▽

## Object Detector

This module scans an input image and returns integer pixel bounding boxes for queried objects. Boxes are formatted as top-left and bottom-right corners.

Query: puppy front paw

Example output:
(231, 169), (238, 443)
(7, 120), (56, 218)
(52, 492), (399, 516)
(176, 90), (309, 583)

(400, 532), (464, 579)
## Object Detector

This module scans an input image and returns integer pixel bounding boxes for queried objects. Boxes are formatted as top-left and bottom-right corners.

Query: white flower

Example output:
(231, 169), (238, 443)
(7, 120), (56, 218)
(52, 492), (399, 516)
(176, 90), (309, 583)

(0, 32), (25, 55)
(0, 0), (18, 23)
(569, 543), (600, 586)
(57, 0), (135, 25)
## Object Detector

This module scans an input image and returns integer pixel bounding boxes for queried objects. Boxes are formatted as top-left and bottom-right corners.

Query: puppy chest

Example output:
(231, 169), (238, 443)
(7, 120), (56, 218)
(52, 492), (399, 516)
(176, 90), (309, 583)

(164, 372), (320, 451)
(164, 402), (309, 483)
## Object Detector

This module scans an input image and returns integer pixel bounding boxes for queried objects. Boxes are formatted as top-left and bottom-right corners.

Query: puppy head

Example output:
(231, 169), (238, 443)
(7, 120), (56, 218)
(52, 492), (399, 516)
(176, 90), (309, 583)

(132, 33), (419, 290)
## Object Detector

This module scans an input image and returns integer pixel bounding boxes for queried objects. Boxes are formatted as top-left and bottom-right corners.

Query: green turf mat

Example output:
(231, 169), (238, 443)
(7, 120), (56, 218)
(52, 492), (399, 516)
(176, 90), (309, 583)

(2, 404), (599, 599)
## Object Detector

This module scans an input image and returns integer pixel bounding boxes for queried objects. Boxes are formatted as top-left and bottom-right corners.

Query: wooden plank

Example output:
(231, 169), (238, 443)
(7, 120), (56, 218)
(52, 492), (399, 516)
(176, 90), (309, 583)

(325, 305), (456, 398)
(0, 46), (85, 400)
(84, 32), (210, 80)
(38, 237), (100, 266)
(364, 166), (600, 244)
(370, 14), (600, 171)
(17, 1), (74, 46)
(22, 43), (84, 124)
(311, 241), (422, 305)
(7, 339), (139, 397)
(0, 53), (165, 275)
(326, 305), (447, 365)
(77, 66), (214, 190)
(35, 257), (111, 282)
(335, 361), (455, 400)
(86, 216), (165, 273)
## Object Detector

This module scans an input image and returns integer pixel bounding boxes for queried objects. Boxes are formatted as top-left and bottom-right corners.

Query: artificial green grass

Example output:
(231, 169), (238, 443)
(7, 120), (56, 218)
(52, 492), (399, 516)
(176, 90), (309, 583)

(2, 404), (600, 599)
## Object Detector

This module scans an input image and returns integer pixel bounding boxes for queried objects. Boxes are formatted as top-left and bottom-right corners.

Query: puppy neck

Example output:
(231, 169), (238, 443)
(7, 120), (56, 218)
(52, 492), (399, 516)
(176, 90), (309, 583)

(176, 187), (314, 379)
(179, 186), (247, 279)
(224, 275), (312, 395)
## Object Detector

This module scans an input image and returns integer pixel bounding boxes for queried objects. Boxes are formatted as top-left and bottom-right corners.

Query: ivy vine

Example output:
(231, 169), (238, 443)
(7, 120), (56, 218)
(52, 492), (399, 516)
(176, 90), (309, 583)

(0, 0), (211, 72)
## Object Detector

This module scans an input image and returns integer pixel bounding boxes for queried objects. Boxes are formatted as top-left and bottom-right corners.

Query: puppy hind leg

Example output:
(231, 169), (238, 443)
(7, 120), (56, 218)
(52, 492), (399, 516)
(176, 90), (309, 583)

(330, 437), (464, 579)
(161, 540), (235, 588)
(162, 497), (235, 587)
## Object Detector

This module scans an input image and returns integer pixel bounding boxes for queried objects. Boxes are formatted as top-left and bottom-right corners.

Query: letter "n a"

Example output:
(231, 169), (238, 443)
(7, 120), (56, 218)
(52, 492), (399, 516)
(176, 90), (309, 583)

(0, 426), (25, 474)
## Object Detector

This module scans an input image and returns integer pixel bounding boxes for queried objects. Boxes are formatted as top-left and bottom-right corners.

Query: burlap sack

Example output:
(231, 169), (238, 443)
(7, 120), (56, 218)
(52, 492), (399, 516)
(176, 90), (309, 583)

△

(About this task): Transcribe the entries exactly, and make each line match the original.

(Task answer):
## Object Detector

This module scans an input image and returns integer pixel bounding boxes for queried objects. Boxes are formatted as top-left and bottom-right corners.

Query: puppy front paw

Example output:
(231, 169), (238, 443)
(7, 120), (56, 218)
(52, 492), (399, 516)
(176, 90), (309, 583)

(400, 532), (464, 579)
## Object Detector

This module scans an input image and returns integer pixel bounding boxes for queried objects. Boxes are formatted as top-left and bottom-right corners.

Query: white flower

Example output:
(231, 169), (238, 443)
(7, 120), (56, 218)
(52, 492), (399, 516)
(176, 90), (309, 583)

(0, 32), (25, 55)
(0, 0), (18, 23)
(569, 543), (600, 586)
(57, 0), (135, 25)
## Object Detector

This module scans an input image and returns integer pixel bounding boxes for queried objects. Boxes are formatted as top-left and bottom-right corners.

Query: puppy chest

Example output:
(231, 169), (238, 443)
(7, 120), (56, 218)
(52, 492), (399, 516)
(176, 90), (309, 583)

(164, 372), (320, 451)
(164, 402), (309, 483)
## Object Detector

This module scans an input image and returns integer pixel bounding boxes for queried objects. Boxes are formatted as top-left and bottom-right corners.

Query: puppy head

Example output:
(231, 169), (238, 443)
(7, 120), (56, 218)
(52, 492), (399, 516)
(176, 90), (309, 583)

(132, 33), (419, 290)
## Object Detector

This module scans an input image and returns integer pixel bounding boxes for queried objects. Boxes are formatted as top-left and bottom-right corners.

Query: green turf mat

Example output:
(231, 169), (238, 443)
(7, 120), (56, 218)
(52, 492), (399, 516)
(176, 90), (309, 583)

(2, 404), (599, 599)
## Object Detector

This module scans an input image and returns integer pixel bounding boxes for queried objects. Boxes are formatted as top-left and bottom-right corners.

Query: wooden plank

Example output:
(231, 169), (238, 443)
(7, 120), (56, 218)
(52, 492), (399, 516)
(176, 90), (309, 583)

(325, 305), (456, 398)
(0, 46), (85, 400)
(84, 32), (210, 80)
(38, 237), (100, 266)
(364, 166), (600, 244)
(370, 14), (600, 171)
(17, 1), (74, 46)
(22, 43), (84, 124)
(311, 241), (422, 305)
(7, 339), (139, 397)
(0, 53), (165, 275)
(326, 305), (447, 365)
(77, 66), (214, 190)
(35, 257), (111, 282)
(335, 361), (455, 400)
(86, 216), (165, 273)
## Object Detector

This module scans an input image and returns integer pixel bounding boxes for queried objects. Boxes are formatted as top-left and bottom-right corners.

Query: artificial green grass

Example output:
(231, 169), (238, 443)
(7, 120), (56, 218)
(52, 492), (399, 516)
(176, 90), (309, 583)

(2, 404), (600, 599)
## Object Detector

This module scans an input image and returns integer pixel bounding boxes for queried objects. Boxes are formatted as top-left and bottom-right corners.

Query: puppy neck

Example output:
(231, 169), (238, 443)
(7, 120), (56, 218)
(52, 492), (399, 516)
(176, 90), (309, 583)

(176, 187), (314, 379)
(179, 186), (247, 279)
(224, 275), (312, 395)
## Object Detector

This module scans an input image and returns integer pixel bounding boxes for queried objects. Boxes are formatted as top-left and bottom-right corners.

Query: ivy vine

Example output:
(231, 169), (238, 443)
(7, 120), (56, 218)
(52, 492), (399, 516)
(176, 90), (309, 583)

(0, 0), (211, 72)
## Object Detector

This module scans an input image and returns integer pixel bounding boxes for queried objects. Boxes are formatted as top-left and bottom-right corners.

Query: puppy hind leg

Example output:
(231, 169), (238, 443)
(7, 120), (56, 218)
(52, 492), (399, 516)
(176, 90), (309, 583)

(330, 437), (464, 579)
(161, 540), (235, 588)
(162, 497), (235, 587)
## Object Detector

This module scans an input image and returns integer pixel bounding boxes for queried objects. Boxes are formatted as top-left and bottom-right corners.

Query: letter "n a"

Example output:
(231, 169), (238, 443)
(7, 120), (56, 218)
(52, 492), (399, 516)
(176, 90), (309, 583)

(0, 426), (25, 474)
## Object Detector

This module scans an input image and returns integer pixel bounding boxes for queried objects. Boxes are formatted as top-left and bottom-right corners.

Query: burlap sack

Example output:
(231, 169), (238, 443)
(7, 120), (56, 218)
(52, 492), (399, 516)
(176, 90), (309, 583)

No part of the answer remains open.